#### [Source extract]
◇ ◇ ◇ ◇ ◇ ◇ ◇
# Which pic of baby Mateo?



## NewYorkDogue (Sep 27, 2011)

I think there's still time, so I am putting these up for a choice: which do you think I should use for the calender contest?










or...










This is due to comments from the other picture thread... hard to choose!


----------



## xellil (Apr 4, 2011)

Oh definitely number one!! I don't think it's possible to take a bad photo of Mateo, but that close-up is incredible.


----------



## DandD (Jan 4, 2012)

Yep, the grass, read my comments in the other thread; AND you have to remember what is calendar worthy too, the beach is cute but the shadow is distracting, the close up with just the grass is phenomenal and would look great on the calendar!!! Change it, you only have till tomorrow :biggrin:


----------



## BoxerParty (Nov 9, 2011)

OMFG, I NEED a Dogue. 


I vote for the grass as well - such a cute squish face!


----------



## hmbutler (Aug 4, 2011)

definitely the one in the grass, 100%!!! absolutely swoon-worthy cuteness


----------



## NewYorkDogue (Sep 27, 2011)

Okay! Photo is switched out; Mateo in the Grass wins 

Thanks, everyone!


----------



## Kat (Jul 12, 2011)

Definitley the first one! SOOOO CUTE!!! Perfect calendar pic!


----------



## Janet At Nutro (Mar 11, 2011)

No question, the 1st picture!


----------



## DeekenDog (Aug 29, 2011)

First picture 

He is so, so adorable


----------



## wolfsnaps88 (Jan 2, 2012)

A dog like him can not take a bad picture.


----------
◇ ◇ ◇ ◇ ◇ ◇ ◇
(Detection material)
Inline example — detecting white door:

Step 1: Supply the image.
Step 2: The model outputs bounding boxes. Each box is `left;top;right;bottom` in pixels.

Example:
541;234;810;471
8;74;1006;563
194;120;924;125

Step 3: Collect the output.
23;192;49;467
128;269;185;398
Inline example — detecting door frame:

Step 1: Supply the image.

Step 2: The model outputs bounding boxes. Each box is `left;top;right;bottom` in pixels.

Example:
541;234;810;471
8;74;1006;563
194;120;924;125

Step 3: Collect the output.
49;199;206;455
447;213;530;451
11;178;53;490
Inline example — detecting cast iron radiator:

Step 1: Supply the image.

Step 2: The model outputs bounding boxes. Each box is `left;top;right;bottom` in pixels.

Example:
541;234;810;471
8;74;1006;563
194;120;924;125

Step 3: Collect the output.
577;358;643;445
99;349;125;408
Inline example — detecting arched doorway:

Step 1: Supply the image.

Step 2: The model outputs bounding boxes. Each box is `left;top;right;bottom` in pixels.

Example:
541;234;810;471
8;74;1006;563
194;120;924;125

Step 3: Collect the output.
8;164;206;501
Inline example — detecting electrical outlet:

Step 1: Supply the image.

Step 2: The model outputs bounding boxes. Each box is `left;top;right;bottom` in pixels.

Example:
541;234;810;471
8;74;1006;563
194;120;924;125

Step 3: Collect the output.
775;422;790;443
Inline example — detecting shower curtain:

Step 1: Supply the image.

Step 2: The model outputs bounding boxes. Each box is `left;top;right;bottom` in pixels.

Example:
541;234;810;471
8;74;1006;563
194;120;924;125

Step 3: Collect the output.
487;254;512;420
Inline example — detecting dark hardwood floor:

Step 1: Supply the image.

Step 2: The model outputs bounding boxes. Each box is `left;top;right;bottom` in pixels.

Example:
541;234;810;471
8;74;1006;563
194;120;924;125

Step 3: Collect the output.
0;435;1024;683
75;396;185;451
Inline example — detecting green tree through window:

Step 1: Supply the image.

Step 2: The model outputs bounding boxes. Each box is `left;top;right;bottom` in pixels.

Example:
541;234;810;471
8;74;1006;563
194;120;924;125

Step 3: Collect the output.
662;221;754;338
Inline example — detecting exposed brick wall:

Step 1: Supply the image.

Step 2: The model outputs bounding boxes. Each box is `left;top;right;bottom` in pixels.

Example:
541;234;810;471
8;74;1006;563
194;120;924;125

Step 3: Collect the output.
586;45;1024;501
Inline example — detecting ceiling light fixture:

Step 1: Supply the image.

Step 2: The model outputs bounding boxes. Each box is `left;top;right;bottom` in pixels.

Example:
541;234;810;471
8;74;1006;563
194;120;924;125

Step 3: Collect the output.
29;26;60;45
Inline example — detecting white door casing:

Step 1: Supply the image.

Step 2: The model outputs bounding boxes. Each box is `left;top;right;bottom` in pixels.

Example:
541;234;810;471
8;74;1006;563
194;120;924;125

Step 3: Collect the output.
◇ ◇ ◇ ◇ ◇ ◇ ◇
#### [List of tasks]
• 1. Please sum up the forum thread about Mateo's calendar photo in two sentences.
• 2. In the forum thread about Mateo's calendar photo, what did DandD find distracting in the beach picture?

#### [Answers in order]
• 1. NewYorkDogue asked which of two pictures of baby Mateo to use for the calendar contest, and the replies favored the first one, the close-up in the grass, with DandD noting that the shadow in the beach shot was distracting. NewYorkDogue then switched the photo and announced that Mateo in the Grass wins.

• 2. The shadow.